Reproduce verbatim the passage of the news report on Wisconsin test scores that runs from "The Milwaukee Journal" to "down from 41%.".

___ EXTRACTED TEXT

MILWAUKEE (AP) — Test scores for Wisconsin grade school students show declines since the coronavirus pandemic and persistent gaps, though there were signs of progress in the last school year.
The Milwaukee Journal Sentinel reported Thursday on the math and language arts tests for grades three through eight released by the state Department of Public Instruction. The results showed fewer than half of Wisconsin students were deemed proficient in 2022, a drop of about 10% of students who were deemed proficient in 2019.
The tests were canceled in 2020 and had low participation in 2021.
Still, state education officials said there were signs of progress.
“Recovery from something is a journey, and we have not yet reached a destination we are satisfied with,” said Abigail Swetz, communications director for the state Department of Public Instruction.
About 39% of Wisconsin students scored as proficient or higher in math on the spring 2022 Forward exams, compared to about 43% in 2019. And about 37% were proficient or better in language arts, down from 41%.
The numbers also show continued disparities by race, income and other factors. Swetz said they point to areas that need more support from state programs, including proposals for universal free meals, more mental health support, and more funding for special education and general aid.
DPI Superintendent Jill Underly, with the backing of Democratic Gov. Tony Evers, is proposing a $2 billion plan to boost education funding over the next two years. But that plan is subject to Evers winning reelection and the Legislature, controlled by Republicans, agreeing to it.
Evers’ Republican challenger, Tim Michels, said the scores show that Evers has “driven Wisconsin schools into a ditch.” Before he was elected governor in 2018, Evers served ten years as state schools superintendent.
Michels has suggested he would not provide public schools with any new funding and would consider plans that could lower the amount some public schools get, while increasing funding for vouchers for private schools.

______
___ EXTRACTED RECORDS

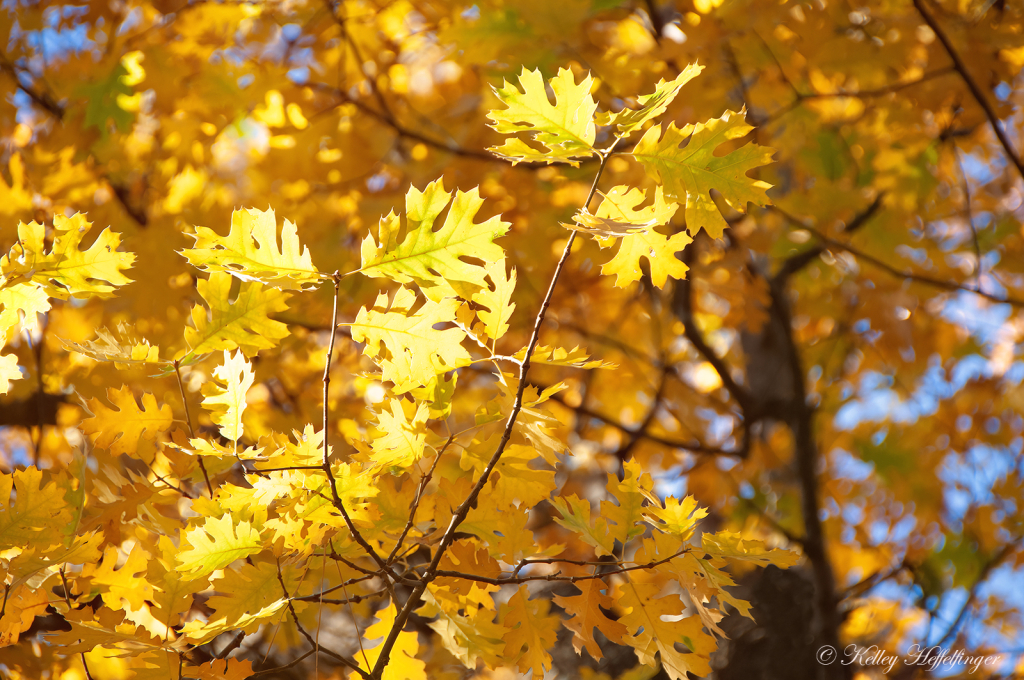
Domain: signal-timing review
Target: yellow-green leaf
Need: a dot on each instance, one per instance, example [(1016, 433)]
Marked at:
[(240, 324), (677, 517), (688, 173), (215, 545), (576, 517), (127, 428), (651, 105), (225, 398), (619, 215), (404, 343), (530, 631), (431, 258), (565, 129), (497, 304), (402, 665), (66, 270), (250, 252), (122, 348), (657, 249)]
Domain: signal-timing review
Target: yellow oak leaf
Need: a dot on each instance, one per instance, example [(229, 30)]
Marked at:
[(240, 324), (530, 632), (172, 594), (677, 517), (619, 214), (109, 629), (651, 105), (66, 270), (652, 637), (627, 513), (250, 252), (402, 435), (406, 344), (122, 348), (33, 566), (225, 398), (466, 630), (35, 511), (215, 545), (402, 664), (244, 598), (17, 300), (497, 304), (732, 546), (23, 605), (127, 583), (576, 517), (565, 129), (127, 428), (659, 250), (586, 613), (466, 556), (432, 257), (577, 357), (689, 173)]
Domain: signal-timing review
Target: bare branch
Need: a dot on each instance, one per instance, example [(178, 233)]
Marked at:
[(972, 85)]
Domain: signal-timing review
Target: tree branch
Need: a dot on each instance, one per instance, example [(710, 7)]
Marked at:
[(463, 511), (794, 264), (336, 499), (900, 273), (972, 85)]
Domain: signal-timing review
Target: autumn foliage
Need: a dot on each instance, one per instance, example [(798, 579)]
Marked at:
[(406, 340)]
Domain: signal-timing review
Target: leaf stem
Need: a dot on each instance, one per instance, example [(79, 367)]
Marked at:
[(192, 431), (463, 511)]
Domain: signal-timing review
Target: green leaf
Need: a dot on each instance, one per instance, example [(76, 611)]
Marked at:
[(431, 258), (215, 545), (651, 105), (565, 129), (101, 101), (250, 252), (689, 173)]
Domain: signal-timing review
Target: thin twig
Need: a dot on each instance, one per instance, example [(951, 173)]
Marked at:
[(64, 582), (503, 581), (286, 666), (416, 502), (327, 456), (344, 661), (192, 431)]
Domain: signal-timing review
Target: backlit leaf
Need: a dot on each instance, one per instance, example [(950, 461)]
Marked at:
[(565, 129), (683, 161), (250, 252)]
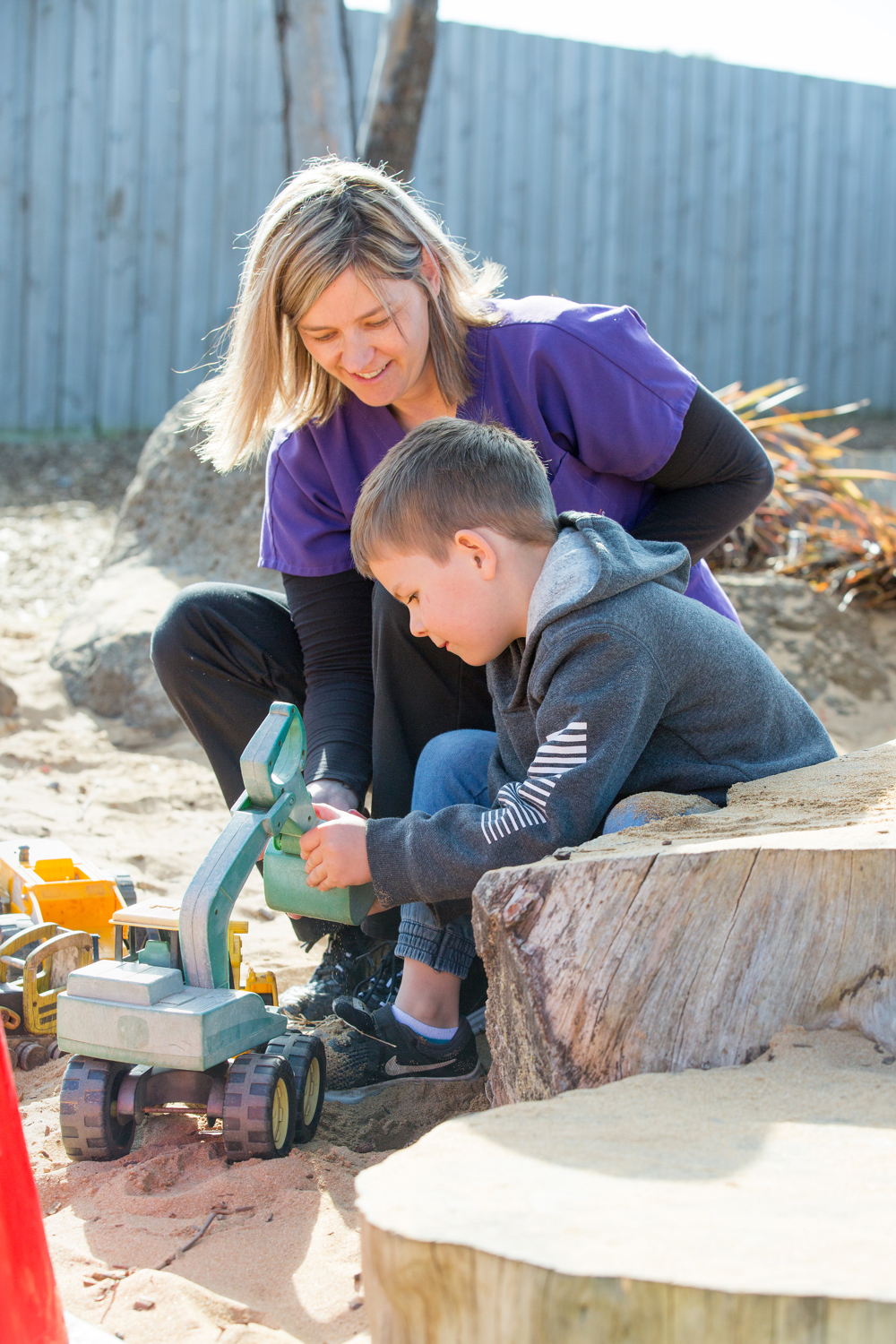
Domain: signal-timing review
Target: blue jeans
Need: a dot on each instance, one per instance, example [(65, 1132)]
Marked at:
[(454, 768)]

______

* [WRITTEN SOLUTION]
The Milwaukee Journal Sentinel reported Thursday on the math and language arts tests for grades three through eight released by the state Department of Public Instruction. The results showed fewer than half of Wisconsin students were deemed proficient in 2022, a drop of about 10% of students who were deemed proficient in 2019.
The tests were canceled in 2020 and had low participation in 2021.
Still, state education officials said there were signs of progress.
“Recovery from something is a journey, and we have not yet reached a destination we are satisfied with,” said Abigail Swetz, communications director for the state Department of Public Instruction.
About 39% of Wisconsin students scored as proficient or higher in math on the spring 2022 Forward exams, compared to about 43% in 2019. And about 37% were proficient or better in language arts, down from 41%.